# TO DO:
Pick out every line in the items below that contains the word "officer" and copy each of those lines.

# RECORDS PROVIDED:
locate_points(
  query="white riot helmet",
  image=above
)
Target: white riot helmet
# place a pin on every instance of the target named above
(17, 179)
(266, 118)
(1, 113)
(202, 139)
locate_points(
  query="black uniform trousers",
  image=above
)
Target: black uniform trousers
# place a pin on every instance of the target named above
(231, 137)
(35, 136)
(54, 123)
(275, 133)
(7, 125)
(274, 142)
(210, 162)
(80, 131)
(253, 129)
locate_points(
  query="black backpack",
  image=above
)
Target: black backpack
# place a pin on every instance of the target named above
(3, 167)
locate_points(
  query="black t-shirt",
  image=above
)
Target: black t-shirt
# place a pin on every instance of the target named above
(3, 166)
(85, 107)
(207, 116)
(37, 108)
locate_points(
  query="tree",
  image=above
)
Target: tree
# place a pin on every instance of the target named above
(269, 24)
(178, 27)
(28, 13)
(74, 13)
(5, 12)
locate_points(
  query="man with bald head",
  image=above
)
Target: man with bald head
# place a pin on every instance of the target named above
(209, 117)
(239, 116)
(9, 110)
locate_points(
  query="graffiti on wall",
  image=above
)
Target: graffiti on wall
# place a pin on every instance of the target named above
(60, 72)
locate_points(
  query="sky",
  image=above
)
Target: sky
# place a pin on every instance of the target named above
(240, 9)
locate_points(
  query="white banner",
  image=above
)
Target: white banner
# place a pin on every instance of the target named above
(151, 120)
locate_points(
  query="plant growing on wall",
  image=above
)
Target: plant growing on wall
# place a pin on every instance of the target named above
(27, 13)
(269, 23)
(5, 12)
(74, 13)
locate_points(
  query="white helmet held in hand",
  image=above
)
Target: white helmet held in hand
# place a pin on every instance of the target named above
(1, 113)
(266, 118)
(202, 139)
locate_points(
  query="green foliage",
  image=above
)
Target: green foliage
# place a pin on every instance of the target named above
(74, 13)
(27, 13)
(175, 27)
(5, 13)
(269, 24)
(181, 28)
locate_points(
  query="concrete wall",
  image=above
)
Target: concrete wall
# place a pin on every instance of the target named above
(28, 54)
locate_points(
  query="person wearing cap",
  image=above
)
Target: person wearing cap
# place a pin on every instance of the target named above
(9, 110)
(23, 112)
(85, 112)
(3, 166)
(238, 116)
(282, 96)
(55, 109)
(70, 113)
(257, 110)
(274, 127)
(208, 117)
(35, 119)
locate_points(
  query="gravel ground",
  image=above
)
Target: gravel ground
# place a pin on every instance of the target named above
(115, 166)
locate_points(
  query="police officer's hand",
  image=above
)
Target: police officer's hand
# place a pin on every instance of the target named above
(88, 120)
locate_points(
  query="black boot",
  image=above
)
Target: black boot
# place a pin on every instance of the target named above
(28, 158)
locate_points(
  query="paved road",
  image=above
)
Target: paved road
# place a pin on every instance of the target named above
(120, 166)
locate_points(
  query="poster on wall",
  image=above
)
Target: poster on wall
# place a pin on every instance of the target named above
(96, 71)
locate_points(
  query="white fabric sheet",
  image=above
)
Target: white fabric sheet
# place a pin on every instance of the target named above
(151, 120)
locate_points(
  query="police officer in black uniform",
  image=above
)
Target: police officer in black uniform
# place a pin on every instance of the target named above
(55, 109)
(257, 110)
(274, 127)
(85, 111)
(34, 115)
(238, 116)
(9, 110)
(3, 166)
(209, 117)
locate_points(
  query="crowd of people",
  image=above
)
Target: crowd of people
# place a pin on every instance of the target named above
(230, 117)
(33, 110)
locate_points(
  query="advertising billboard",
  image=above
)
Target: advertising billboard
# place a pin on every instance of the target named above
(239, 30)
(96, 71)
* * *
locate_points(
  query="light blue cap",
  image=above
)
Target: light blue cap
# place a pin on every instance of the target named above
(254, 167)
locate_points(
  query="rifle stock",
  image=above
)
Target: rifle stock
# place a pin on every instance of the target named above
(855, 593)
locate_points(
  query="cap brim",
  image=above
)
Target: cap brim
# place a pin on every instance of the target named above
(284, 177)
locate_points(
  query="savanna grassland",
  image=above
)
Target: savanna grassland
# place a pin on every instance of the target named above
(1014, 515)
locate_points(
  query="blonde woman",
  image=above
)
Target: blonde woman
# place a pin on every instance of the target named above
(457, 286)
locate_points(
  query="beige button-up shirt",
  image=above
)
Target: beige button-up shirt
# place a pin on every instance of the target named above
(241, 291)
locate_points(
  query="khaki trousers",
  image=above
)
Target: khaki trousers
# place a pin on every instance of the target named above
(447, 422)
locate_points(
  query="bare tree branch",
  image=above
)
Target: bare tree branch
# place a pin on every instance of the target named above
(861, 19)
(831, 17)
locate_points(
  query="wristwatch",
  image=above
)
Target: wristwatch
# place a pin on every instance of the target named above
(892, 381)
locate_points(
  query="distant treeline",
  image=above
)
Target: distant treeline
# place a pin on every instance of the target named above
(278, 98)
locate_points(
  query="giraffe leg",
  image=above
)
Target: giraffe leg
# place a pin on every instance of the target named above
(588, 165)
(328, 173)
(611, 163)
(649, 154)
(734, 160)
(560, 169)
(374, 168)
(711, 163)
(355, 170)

# ANSWER FOR THIS EXERCISE:
  query="police officer's hand",
Target: police officer's hand
  query="police officer in black uniform",
Target: police officer in black uniform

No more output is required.